China has 1.4 million immigrants, and 12000 foreigners with permanent residency. Not per year, but total, cumulative [1]. Despite having 4x the population of the USA.
Meanwhile the USA has gone from 83% White in 1970 [2], to White children being a minority [3] in less than 50 years. And most of that change was due to legal immigration (that they were promised wouldn't change anything [4]) Yet still they're called out for not erasing their own identity even faster.
So do you just not believe in the national right to self-determination, to decide who may live among them? Do you also not believe in this right for Kashmir [5,6] or Palestine?
[1] https://en.wikipedia.org/wiki/Immigration_to_China
[2] https://en.wikipedia.org/wiki/Demographics_of_the_United_Sta...
[3] https://www.brookings.edu/articles/less-than-half-of-us-chil...
[4] Secretary of State Dean Rusk and other politicians, including Sen. Ted Kennedy (D-MA), asserted that the bill would not affect the U.S. demographic mix - https://en.wikipedia.org/wiki/Immigration_and_Nationality_Ac...
[5] Kashmir’s new status could bring demographic change, drawing comparisons to the West Bank - https://www.washingtonpost.com/world/2019/08/08/kashmirs-new...
[6] Human rights activists said that the moves to change Kashmir’s status were only the first steps in a broader plan to erode Kashmir’s core rights and seed the area with non-Kashmiris, altering the demographics and eventually destroying its character. Previous laws barred outsiders from owning property. - https://www.nytimes.com/2019/08/05/world/asia/india-pakistan...
How long did it take America to go from 0% white to almost complete native erasure?
If we’re gonna apply your definitionally racist argument then whites (ie Europeans) (or Asians or Africans) shouldn’t be in the country.
Also, apparently you’re ok with America’s population doubling with immigration as long as those immigrants are white Europeans?
The share of immigrants as a percentage of population is about where it was between the mid 1800s and early 1900s, but you’re fine with that because it was primarily Europeans? (Although, ironically, a lot of those Europeans were also not considered white contemporaneously and it’s only now that their descendants consider themselves white and rail about all the non white immigeants).

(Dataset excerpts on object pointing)

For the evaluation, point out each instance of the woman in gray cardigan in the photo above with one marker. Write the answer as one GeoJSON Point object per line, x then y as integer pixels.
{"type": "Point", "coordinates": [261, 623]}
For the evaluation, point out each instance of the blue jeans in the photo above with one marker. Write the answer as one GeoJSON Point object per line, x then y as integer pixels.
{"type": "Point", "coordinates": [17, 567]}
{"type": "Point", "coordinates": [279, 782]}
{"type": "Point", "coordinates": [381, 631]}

• _Exercise aim_
Write out the part of the immigration text that opens with "China has 1.4" and closes with "of the USA.", swapping "permanent residency" for "long-term residency".

• _Exercise result_
China has 1.4 million immigrants, and 12000 foreigners with long-term residency. Not per year, but total, cumulative [1]. Despite having 4x the population of the USA.